## DATA SHOWN
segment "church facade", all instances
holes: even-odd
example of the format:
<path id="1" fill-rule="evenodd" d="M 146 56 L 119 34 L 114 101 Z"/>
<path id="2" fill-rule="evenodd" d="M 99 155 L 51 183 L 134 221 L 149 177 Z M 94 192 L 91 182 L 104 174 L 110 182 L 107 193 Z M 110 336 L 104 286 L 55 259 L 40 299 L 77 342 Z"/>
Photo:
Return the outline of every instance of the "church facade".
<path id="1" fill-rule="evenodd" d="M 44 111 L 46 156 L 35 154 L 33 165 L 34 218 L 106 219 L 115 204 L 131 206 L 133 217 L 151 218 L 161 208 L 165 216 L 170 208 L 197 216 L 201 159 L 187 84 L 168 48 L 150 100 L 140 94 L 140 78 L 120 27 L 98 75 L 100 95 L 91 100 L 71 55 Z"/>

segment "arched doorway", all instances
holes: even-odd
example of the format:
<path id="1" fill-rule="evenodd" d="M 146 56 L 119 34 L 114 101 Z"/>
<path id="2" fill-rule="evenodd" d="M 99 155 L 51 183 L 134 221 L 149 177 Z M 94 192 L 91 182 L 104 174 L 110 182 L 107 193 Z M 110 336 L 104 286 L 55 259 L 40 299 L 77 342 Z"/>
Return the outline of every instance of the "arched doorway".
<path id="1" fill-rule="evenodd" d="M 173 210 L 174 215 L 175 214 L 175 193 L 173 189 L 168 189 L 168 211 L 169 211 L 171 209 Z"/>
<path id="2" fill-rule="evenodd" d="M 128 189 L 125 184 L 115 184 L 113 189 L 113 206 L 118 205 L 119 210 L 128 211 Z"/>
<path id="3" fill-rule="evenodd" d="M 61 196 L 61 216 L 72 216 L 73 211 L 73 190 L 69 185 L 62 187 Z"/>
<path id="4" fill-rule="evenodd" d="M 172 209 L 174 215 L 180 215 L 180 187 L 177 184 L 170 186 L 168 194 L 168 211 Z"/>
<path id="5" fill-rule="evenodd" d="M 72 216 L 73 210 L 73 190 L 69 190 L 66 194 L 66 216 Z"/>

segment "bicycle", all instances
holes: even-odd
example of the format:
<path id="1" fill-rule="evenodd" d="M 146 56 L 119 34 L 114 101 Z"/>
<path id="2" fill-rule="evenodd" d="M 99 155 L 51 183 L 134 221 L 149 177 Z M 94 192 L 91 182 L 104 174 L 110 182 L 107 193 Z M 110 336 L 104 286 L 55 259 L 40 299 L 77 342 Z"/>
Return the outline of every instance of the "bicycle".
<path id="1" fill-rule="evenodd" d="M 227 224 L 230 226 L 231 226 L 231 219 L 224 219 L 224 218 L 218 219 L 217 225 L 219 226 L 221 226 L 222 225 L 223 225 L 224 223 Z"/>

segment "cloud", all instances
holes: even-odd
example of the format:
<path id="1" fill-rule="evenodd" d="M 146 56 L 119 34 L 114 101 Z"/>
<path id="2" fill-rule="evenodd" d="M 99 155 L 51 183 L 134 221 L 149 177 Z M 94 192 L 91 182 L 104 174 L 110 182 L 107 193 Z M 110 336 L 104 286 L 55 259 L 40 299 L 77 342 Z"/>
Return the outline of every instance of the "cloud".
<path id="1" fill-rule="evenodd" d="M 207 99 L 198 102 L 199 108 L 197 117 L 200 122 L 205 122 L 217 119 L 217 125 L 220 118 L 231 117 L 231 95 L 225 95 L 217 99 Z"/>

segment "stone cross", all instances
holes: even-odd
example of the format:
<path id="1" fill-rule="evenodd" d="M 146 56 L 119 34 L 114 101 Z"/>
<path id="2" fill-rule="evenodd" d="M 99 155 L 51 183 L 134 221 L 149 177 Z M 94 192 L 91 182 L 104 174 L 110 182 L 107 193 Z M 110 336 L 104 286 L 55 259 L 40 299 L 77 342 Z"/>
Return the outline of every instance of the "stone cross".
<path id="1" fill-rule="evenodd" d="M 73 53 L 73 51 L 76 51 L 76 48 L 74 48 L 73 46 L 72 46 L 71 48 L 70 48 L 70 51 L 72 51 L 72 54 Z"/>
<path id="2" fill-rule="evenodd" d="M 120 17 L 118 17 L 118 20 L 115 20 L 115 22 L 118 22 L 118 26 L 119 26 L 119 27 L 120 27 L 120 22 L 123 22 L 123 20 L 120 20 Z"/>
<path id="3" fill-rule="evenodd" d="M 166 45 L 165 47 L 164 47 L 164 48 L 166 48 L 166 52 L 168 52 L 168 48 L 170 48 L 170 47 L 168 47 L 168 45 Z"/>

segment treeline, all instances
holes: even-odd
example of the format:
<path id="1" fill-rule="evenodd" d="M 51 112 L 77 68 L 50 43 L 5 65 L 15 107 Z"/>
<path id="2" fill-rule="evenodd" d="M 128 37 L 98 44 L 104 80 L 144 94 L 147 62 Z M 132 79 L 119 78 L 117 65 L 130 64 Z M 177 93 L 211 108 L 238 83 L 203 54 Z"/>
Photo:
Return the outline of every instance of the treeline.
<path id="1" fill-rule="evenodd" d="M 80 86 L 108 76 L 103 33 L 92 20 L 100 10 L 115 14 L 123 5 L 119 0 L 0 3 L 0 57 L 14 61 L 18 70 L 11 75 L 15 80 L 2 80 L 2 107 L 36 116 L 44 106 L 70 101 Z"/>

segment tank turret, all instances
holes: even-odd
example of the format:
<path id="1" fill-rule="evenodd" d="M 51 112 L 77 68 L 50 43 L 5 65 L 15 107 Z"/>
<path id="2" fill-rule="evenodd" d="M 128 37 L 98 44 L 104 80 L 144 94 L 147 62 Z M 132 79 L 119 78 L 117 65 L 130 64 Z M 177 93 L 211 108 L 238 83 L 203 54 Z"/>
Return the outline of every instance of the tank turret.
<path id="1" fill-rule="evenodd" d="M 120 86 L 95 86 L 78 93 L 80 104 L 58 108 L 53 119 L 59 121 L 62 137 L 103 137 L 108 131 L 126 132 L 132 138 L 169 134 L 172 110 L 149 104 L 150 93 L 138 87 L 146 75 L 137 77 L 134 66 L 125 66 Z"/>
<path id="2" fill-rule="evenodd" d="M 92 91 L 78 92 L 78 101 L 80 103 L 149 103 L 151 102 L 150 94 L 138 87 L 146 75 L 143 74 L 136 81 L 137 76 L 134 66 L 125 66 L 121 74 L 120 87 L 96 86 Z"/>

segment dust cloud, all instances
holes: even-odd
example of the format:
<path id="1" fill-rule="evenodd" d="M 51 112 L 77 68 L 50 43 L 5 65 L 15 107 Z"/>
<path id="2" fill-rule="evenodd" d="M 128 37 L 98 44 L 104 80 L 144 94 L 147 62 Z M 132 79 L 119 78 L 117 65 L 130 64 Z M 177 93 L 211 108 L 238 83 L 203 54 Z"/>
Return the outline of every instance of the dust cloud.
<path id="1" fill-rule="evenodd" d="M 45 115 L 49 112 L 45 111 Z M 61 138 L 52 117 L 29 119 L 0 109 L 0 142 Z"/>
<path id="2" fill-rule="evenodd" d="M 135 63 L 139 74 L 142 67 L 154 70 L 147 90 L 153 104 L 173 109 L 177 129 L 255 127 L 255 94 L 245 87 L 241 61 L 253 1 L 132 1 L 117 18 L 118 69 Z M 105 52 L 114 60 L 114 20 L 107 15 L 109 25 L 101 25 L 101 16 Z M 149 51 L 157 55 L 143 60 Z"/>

## WRITTEN REQUEST
Reproduce each record exactly as it appears.

## RESULT OF THIS EXERCISE
segment "church facade", all instances
holes: even-odd
example of the format:
<path id="1" fill-rule="evenodd" d="M 146 56 L 119 34 L 114 101 Z"/>
<path id="2" fill-rule="evenodd" d="M 99 155 L 51 183 L 134 221 L 149 177 Z M 94 192 L 91 182 L 104 174 L 110 182 L 107 193 Z M 110 336 L 104 286 L 55 259 L 40 299 L 77 342 Z"/>
Photo:
Return the outline of every instance of the "church facade".
<path id="1" fill-rule="evenodd" d="M 44 111 L 46 156 L 35 154 L 33 165 L 34 218 L 106 219 L 115 204 L 131 206 L 133 217 L 151 218 L 161 208 L 165 216 L 170 208 L 197 216 L 201 159 L 187 84 L 168 48 L 150 100 L 140 94 L 140 78 L 120 27 L 98 75 L 100 95 L 91 100 L 71 55 Z"/>

segment "arched doorway", all instances
holes: even-odd
example of the format:
<path id="1" fill-rule="evenodd" d="M 146 56 L 119 34 L 114 101 Z"/>
<path id="2" fill-rule="evenodd" d="M 99 155 L 51 183 L 134 221 L 149 177 Z M 94 192 L 91 182 L 104 174 L 110 182 L 107 193 Z M 110 336 L 104 286 L 55 259 L 40 299 L 77 342 Z"/>
Return the outline of every instance of the "arched doorway".
<path id="1" fill-rule="evenodd" d="M 173 210 L 174 215 L 175 214 L 175 193 L 173 189 L 168 189 L 168 211 L 169 211 L 171 209 Z"/>
<path id="2" fill-rule="evenodd" d="M 128 189 L 125 184 L 115 184 L 113 189 L 113 206 L 118 205 L 119 210 L 128 211 Z"/>
<path id="3" fill-rule="evenodd" d="M 61 196 L 61 216 L 72 216 L 73 211 L 73 190 L 69 185 L 62 187 Z"/>
<path id="4" fill-rule="evenodd" d="M 172 209 L 174 215 L 180 215 L 180 187 L 177 184 L 170 186 L 168 194 L 168 211 Z"/>
<path id="5" fill-rule="evenodd" d="M 72 216 L 73 210 L 73 190 L 69 190 L 66 194 L 66 216 Z"/>

segment "bicycle", all instances
holes: even-odd
example of the format:
<path id="1" fill-rule="evenodd" d="M 146 56 L 119 34 L 114 101 Z"/>
<path id="2" fill-rule="evenodd" d="M 99 155 L 51 183 L 134 221 L 149 177 Z M 94 192 L 91 182 L 104 174 L 110 182 L 107 193 Z M 110 336 L 104 286 L 55 259 L 40 299 L 77 342 Z"/>
Return the outline of every instance of the "bicycle".
<path id="1" fill-rule="evenodd" d="M 227 224 L 230 226 L 231 226 L 231 219 L 224 219 L 224 218 L 218 219 L 217 225 L 219 226 L 221 226 L 222 225 L 223 225 L 224 223 Z"/>

segment "cloud", all instances
holes: even-odd
example of the format:
<path id="1" fill-rule="evenodd" d="M 146 56 L 119 34 L 114 101 Z"/>
<path id="2" fill-rule="evenodd" d="M 99 155 L 51 183 L 134 221 L 149 177 Z M 94 192 L 91 182 L 104 174 L 110 182 L 107 193 Z M 110 336 L 104 286 L 55 259 L 40 299 L 77 342 Z"/>
Return the outline of every instance of the "cloud".
<path id="1" fill-rule="evenodd" d="M 207 99 L 198 102 L 199 108 L 197 117 L 200 122 L 205 122 L 217 119 L 217 125 L 220 118 L 231 117 L 231 95 L 225 95 L 217 99 Z"/>

segment "stone cross", all instances
holes: even-odd
example of the format:
<path id="1" fill-rule="evenodd" d="M 146 56 L 119 34 L 114 101 Z"/>
<path id="2" fill-rule="evenodd" d="M 99 155 L 51 183 L 134 221 L 149 177 Z M 94 192 L 91 182 L 104 174 L 110 182 L 107 193 Z M 110 336 L 104 286 L 55 259 L 40 299 L 77 342 Z"/>
Return the outline of every instance of the "stone cross".
<path id="1" fill-rule="evenodd" d="M 73 53 L 73 51 L 76 51 L 76 48 L 74 48 L 73 46 L 72 46 L 71 48 L 70 48 L 70 51 L 72 51 L 72 54 Z"/>
<path id="2" fill-rule="evenodd" d="M 120 17 L 118 17 L 118 20 L 115 20 L 115 22 L 118 22 L 118 26 L 119 26 L 119 27 L 120 27 L 120 22 L 123 22 L 123 20 L 120 20 Z"/>
<path id="3" fill-rule="evenodd" d="M 166 45 L 165 47 L 164 47 L 164 48 L 166 48 L 166 52 L 168 52 L 168 48 L 170 48 L 170 47 L 168 47 L 168 45 Z"/>

segment treeline, all instances
holes: even-odd
example of the format:
<path id="1" fill-rule="evenodd" d="M 51 112 L 77 68 L 50 43 L 5 65 L 15 107 Z"/>
<path id="2" fill-rule="evenodd" d="M 128 37 L 98 44 L 104 80 L 144 94 L 147 62 Z M 132 79 L 119 78 L 117 65 L 130 64 Z M 177 93 L 211 108 L 238 83 L 203 54 Z"/>
Photo:
Return the outline of every instance of the treeline.
<path id="1" fill-rule="evenodd" d="M 80 86 L 108 76 L 103 33 L 92 20 L 100 10 L 115 14 L 123 5 L 119 0 L 0 3 L 0 57 L 14 61 L 18 70 L 11 75 L 15 80 L 2 80 L 2 107 L 36 116 L 44 106 L 70 101 Z"/>

segment tank turret, all instances
holes: even-odd
example of the format:
<path id="1" fill-rule="evenodd" d="M 51 112 L 77 68 L 50 43 L 5 65 L 15 107 Z"/>
<path id="2" fill-rule="evenodd" d="M 128 37 L 98 44 L 104 80 L 144 94 L 147 62 Z M 132 79 L 119 78 L 117 65 L 130 64 Z M 177 93 L 211 108 L 238 83 L 203 54 Z"/>
Return the outline of every instance of the tank turret.
<path id="1" fill-rule="evenodd" d="M 120 86 L 95 86 L 78 93 L 80 104 L 58 108 L 53 119 L 59 121 L 62 137 L 103 137 L 108 131 L 126 132 L 132 138 L 169 134 L 172 110 L 149 104 L 150 93 L 138 87 L 146 75 L 137 77 L 134 66 L 125 66 Z"/>
<path id="2" fill-rule="evenodd" d="M 92 91 L 78 92 L 78 101 L 80 103 L 149 103 L 151 102 L 150 94 L 138 87 L 146 75 L 143 74 L 136 81 L 137 76 L 134 66 L 125 66 L 121 74 L 120 87 L 96 86 Z"/>

segment dust cloud, all instances
holes: even-odd
example of the format:
<path id="1" fill-rule="evenodd" d="M 51 112 L 77 68 L 50 43 L 5 65 L 15 107 Z"/>
<path id="2" fill-rule="evenodd" d="M 128 37 L 98 44 L 104 80 L 144 94 L 147 62 Z M 132 79 L 119 78 L 117 65 L 130 64 Z M 177 93 L 211 108 L 238 83 L 203 54 Z"/>
Return the outline of every instance of the dust cloud.
<path id="1" fill-rule="evenodd" d="M 45 115 L 49 112 L 45 111 Z M 61 138 L 52 117 L 29 119 L 0 109 L 0 142 Z"/>
<path id="2" fill-rule="evenodd" d="M 135 63 L 139 74 L 142 67 L 154 70 L 147 90 L 153 104 L 173 109 L 177 129 L 255 127 L 255 94 L 245 87 L 241 61 L 253 1 L 132 1 L 117 18 L 118 69 Z M 105 52 L 114 60 L 114 20 L 107 15 L 109 25 L 101 25 L 101 16 Z M 149 51 L 157 55 L 143 60 Z"/>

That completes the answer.